DATA
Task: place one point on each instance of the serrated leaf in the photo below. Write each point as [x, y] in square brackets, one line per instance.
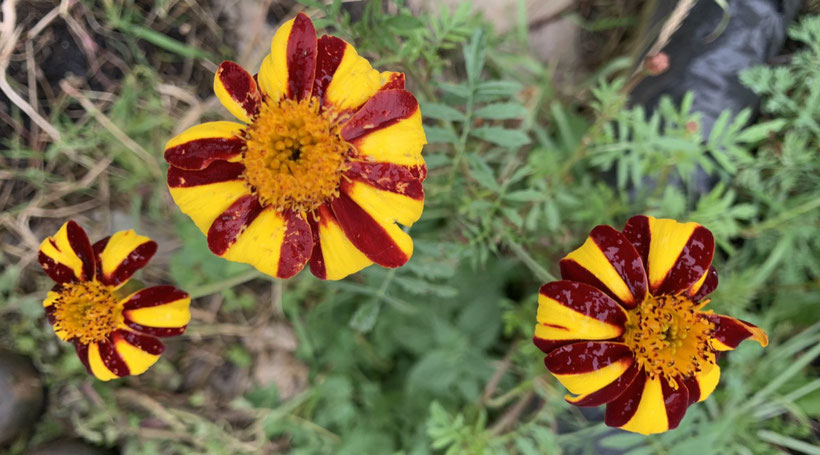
[501, 136]
[441, 112]
[500, 111]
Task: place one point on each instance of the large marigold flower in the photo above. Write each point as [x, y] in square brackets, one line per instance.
[327, 161]
[114, 334]
[626, 327]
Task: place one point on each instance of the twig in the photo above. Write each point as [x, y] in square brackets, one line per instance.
[126, 140]
[9, 36]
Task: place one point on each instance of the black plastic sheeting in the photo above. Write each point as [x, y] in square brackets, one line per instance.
[754, 34]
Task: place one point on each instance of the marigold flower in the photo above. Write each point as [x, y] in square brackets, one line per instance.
[626, 327]
[114, 333]
[328, 160]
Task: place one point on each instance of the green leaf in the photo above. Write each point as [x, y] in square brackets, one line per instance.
[441, 112]
[501, 136]
[500, 111]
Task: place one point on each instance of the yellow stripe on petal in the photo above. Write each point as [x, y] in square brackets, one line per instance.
[273, 74]
[168, 315]
[708, 381]
[559, 322]
[650, 417]
[400, 143]
[204, 203]
[96, 364]
[585, 383]
[260, 245]
[341, 257]
[354, 81]
[590, 257]
[392, 206]
[119, 246]
[208, 130]
[63, 253]
[138, 361]
[667, 240]
[51, 297]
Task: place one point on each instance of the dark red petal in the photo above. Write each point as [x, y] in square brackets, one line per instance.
[391, 177]
[385, 108]
[301, 57]
[82, 353]
[329, 55]
[317, 260]
[241, 86]
[708, 286]
[611, 391]
[199, 153]
[676, 402]
[620, 410]
[228, 226]
[154, 296]
[585, 356]
[637, 231]
[624, 258]
[146, 343]
[218, 171]
[112, 359]
[367, 234]
[693, 387]
[694, 261]
[297, 245]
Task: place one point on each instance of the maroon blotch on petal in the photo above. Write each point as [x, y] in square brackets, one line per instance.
[297, 245]
[301, 57]
[228, 226]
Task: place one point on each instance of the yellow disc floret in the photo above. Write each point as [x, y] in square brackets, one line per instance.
[669, 337]
[86, 312]
[295, 157]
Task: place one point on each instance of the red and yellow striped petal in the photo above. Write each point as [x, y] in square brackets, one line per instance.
[704, 286]
[276, 244]
[121, 255]
[124, 353]
[334, 255]
[105, 362]
[352, 80]
[730, 332]
[569, 311]
[609, 392]
[159, 311]
[648, 406]
[589, 366]
[237, 91]
[136, 350]
[199, 146]
[67, 255]
[702, 384]
[388, 129]
[206, 194]
[374, 234]
[610, 263]
[290, 68]
[676, 255]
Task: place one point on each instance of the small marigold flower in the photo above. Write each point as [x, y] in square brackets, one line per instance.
[327, 161]
[114, 333]
[626, 327]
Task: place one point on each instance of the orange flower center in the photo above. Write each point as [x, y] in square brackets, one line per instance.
[295, 156]
[669, 337]
[86, 311]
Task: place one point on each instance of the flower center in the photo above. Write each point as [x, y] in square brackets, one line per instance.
[86, 311]
[670, 338]
[295, 157]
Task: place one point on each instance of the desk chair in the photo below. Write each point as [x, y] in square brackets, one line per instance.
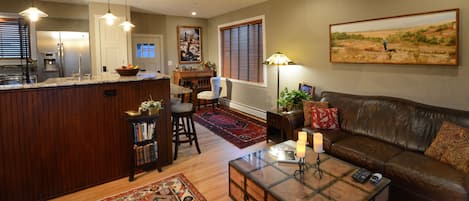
[183, 125]
[210, 97]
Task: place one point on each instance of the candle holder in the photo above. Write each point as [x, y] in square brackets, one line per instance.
[318, 170]
[301, 167]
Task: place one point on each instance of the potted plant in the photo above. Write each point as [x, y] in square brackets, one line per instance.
[292, 99]
[150, 106]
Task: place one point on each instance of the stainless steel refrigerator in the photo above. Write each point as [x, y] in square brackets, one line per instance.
[61, 52]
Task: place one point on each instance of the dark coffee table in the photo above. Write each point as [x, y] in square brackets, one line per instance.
[258, 176]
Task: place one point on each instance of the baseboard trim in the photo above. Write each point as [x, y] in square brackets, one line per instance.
[244, 108]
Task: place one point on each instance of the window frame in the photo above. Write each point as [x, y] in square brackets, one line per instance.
[220, 50]
[29, 47]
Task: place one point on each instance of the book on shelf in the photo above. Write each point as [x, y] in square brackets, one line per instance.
[143, 131]
[146, 154]
[287, 156]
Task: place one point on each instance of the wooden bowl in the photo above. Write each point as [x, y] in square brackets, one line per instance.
[127, 72]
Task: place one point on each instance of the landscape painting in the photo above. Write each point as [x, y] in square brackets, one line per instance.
[424, 38]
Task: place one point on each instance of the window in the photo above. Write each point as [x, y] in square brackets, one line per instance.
[145, 50]
[14, 39]
[242, 51]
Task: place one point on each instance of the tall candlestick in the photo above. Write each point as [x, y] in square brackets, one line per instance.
[300, 149]
[318, 143]
[302, 136]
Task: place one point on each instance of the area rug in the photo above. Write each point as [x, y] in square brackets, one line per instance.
[240, 130]
[174, 188]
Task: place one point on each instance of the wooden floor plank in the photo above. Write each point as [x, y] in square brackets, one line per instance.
[208, 171]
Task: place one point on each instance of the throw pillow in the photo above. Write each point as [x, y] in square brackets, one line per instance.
[307, 109]
[457, 155]
[324, 118]
[448, 136]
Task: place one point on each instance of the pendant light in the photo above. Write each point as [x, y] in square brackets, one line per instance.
[109, 16]
[33, 13]
[126, 24]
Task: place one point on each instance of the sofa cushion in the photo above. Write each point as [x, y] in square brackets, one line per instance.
[324, 118]
[307, 105]
[365, 151]
[426, 176]
[329, 136]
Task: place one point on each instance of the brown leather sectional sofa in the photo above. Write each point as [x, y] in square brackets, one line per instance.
[390, 135]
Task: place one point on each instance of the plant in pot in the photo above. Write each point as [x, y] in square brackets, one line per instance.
[292, 99]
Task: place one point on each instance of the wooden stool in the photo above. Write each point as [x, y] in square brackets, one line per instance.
[183, 124]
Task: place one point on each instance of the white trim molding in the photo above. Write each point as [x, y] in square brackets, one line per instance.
[244, 108]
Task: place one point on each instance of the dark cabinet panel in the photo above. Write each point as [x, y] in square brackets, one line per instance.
[59, 140]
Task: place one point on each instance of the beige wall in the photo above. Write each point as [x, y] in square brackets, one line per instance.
[167, 26]
[300, 29]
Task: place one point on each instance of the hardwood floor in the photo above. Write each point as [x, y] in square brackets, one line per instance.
[207, 171]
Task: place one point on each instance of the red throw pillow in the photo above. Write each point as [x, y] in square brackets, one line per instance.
[324, 118]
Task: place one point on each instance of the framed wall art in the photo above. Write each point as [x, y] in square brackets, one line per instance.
[189, 44]
[422, 38]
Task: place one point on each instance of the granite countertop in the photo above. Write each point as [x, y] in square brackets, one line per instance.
[70, 81]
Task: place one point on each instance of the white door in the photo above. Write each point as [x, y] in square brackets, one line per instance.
[111, 45]
[147, 52]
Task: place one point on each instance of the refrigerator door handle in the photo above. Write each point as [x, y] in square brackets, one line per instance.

EXERCISE OBJECTIVE
Give all of the items above again, substituting "mark a single point" for every "place one point" and keeping everything else the same. Leave the pictures out.

SOLUTION
Task: mark a single point on each instance of the serrated leaf in the photo below. Write each point as [x, y] in square brackets, one line per instance.
[501, 136]
[441, 112]
[500, 111]
Task: mark a single point on each instance of the large marigold flower in the photo above. Write each point as [x, y] in square brackets, one line per instance.
[327, 161]
[114, 334]
[626, 327]
Task: mark a single point on each instance of the twig in the photo above. Write each point as [x, y] in square brackets, one line per instance.
[126, 140]
[9, 36]
Task: mark a single point on each instance of the black plastic sheeting in the photo above. Write each point as [x, y] in square brackets, one line per instance.
[754, 34]
Task: mark a single point on each instance of the marigold flower in the photo above. Write each point as [x, y] in square brackets, one line per instance.
[626, 327]
[114, 333]
[328, 160]
Task: mark a single point on each instance of the green leaf in the photo above. Write each point as [x, y] in square brackets, one line per instance.
[441, 112]
[501, 136]
[500, 111]
Task: mark a single point on each instance of the yellow stripe on petal in the photo above. Write each point as [x, y] in square brackets, one line per instance.
[273, 74]
[168, 315]
[708, 381]
[559, 322]
[650, 417]
[400, 143]
[204, 203]
[96, 364]
[585, 383]
[260, 245]
[341, 257]
[354, 81]
[590, 257]
[392, 206]
[119, 246]
[208, 130]
[63, 253]
[138, 361]
[667, 240]
[51, 297]
Task: mark a single point on each instance of the dark red petal in the photo above. Write each point as [x, y] in square brackets, one line per instance.
[391, 177]
[385, 108]
[301, 57]
[82, 353]
[329, 55]
[317, 260]
[241, 86]
[708, 286]
[611, 391]
[199, 153]
[676, 402]
[620, 410]
[228, 226]
[154, 296]
[585, 356]
[637, 231]
[624, 258]
[146, 343]
[218, 171]
[112, 359]
[367, 234]
[693, 387]
[694, 261]
[297, 245]
Task: mark a single point on each instance of the maroon blotch on petal in the photo above. Write each point as [x, y] in square brackets, one line per instance.
[297, 245]
[301, 57]
[228, 226]
Task: mark a single point on each instance of the yellow disc floret in the photo above. Write each point as [x, y] in square brackets, one line per instance.
[669, 337]
[86, 312]
[295, 157]
Task: mark a single point on each instance of the red and yellow striped petal in the photo above. Write each point as [x, y] in square brackets, one line per instance.
[704, 286]
[276, 244]
[121, 255]
[124, 353]
[334, 255]
[105, 362]
[352, 80]
[730, 332]
[569, 311]
[609, 392]
[159, 311]
[648, 406]
[589, 366]
[237, 91]
[136, 350]
[199, 146]
[67, 255]
[702, 384]
[388, 129]
[206, 194]
[374, 234]
[610, 263]
[290, 68]
[676, 255]
Task: mark a single point on each instance of the small marigold flower in the photo above. Write each point as [x, y] in square brackets, one line per instance.
[327, 161]
[114, 333]
[626, 327]
Task: mark a single point on each instance of the orange flower center in the photo above. Write each point as [x, y] in square brackets, one line per instance.
[295, 156]
[669, 337]
[86, 311]
Task: mark a single point on each instance of the flower center in the photo above. Write each point as [x, y] in square brackets, one line per instance.
[86, 311]
[670, 338]
[295, 157]
Task: mark a single point on each instance of the desk chair in the photo below. Write each point as [x, y] in square brackets, one line per instance.
[183, 125]
[210, 97]
Task: mark a single point on each instance of the candle holder in the photo above. Write each point as [x, y] in square brackets, one line per instance.
[318, 170]
[301, 167]
Task: mark a single point on each instance of the potted plant in the photo above. Write each point as [x, y] in square brackets, one line per instance.
[292, 99]
[150, 106]
Task: mark a single point on each instance of the stainless steel refrigerator in the photo above. Write each point as [x, y] in square brackets, one line per instance.
[61, 52]
Task: mark a single point on each instance of the dark coffee table in the photo above. Write each point as [x, y] in square brackets, one line per instance.
[258, 176]
Task: mark a single point on each instance of the baseboard trim in the photo above. Write each point as [x, y] in square brackets, one line per instance.
[244, 108]
Task: mark a single point on each instance of the window frame in the photo above. Write each point as [x, y] in square brackets, one line per instance.
[220, 50]
[29, 47]
Task: mark a single point on each instance of the book on shelf in the photo above. Write each point as [x, y] in square brackets, one line per instance.
[143, 131]
[146, 154]
[287, 156]
Task: mark a single point on each instance of the wooden bowl in the photo above. Write each point as [x, y] in square brackets, one line per instance.
[127, 72]
Task: mark a single point on each instance of the landscape painting in the photo above. Write each point as [x, y] in square brackets, one line per instance.
[424, 38]
Task: mark a single point on each instance of the window in the photo above. Write each point as [x, y] in square brackets, one line per instance.
[145, 50]
[14, 39]
[242, 51]
Task: mark a single point on each instance of the tall candlestick in the photo above. Write each point as [x, y] in square brackets, one line per instance.
[300, 149]
[318, 143]
[302, 136]
Task: mark a single point on each instance of the area rug in the photo above. Write each point as [x, y] in square brackets, one line per instance.
[240, 130]
[174, 188]
Task: mark a single point on each instance of the wooden floor plank in the photo above. Write each point as [x, y] in square brackets, one line per instance.
[208, 171]
Task: mark a single point on each instance of the throw pillow in the photo above. Write each point as [x, y] in square brackets, one line per instance.
[307, 109]
[457, 155]
[324, 118]
[448, 136]
Task: mark a single point on each instance of the pendant light in the photo above. Write each point as [x, y] in square brackets, one line per instance.
[109, 16]
[33, 13]
[126, 24]
Task: mark a single point on each instance of the sofa cushion in the photo above. Write each point as [x, y] in square brackets, one line per instance.
[324, 118]
[307, 105]
[365, 151]
[426, 176]
[329, 136]
Task: mark a single point on each instance of the brown leather sectional sofa in the photo above. Write each point as [x, y] in square brackets, one line per instance.
[390, 135]
Task: mark a single point on each instance of the plant in pot in the photo above. Write each point as [x, y] in square brackets, one line per instance.
[292, 99]
Task: mark a single point on each instance of the wooden stool in the photo above. Write each point as [x, y] in square brackets, one line per instance.
[183, 124]
Task: mark a single point on each instance of the white trim molding in the photo above. Write each point as [x, y] in square brackets, one line per instance.
[244, 108]
Task: mark a single point on each instance of the dark cabinet panel in the photo above. Write each point as [x, y] in square brackets, one line per instance.
[59, 140]
Task: mark a single point on each instance of the beige wall in the photo above. Write each point as [x, y] in square brackets, one line per instance.
[167, 26]
[300, 29]
Task: mark a single point on each instance of the hardwood floor in the photo above. Write each point as [x, y] in square brackets, one line per instance.
[207, 171]
Task: mark a single point on each instance of the red throw pillow in the photo above. Write each point as [x, y] in square brackets, one line per instance.
[324, 118]
Task: mark a single point on each instance of the framed wall art in the photo above. Write each point as [x, y] in square brackets, one line per instance.
[189, 44]
[422, 38]
Task: mark a single point on each instance of the granite countertop in the photo above. Write each point as [x, y] in square brackets, one line per instance.
[70, 81]
Task: mark a single point on each instance of the white door in the photo above. Write each point as [x, y] in square brackets, one line per instance.
[111, 45]
[147, 52]
Task: mark a single point on each instance of the refrigerator door handle in the photo above. Write each point as [x, y] in square brackets, one line per instance.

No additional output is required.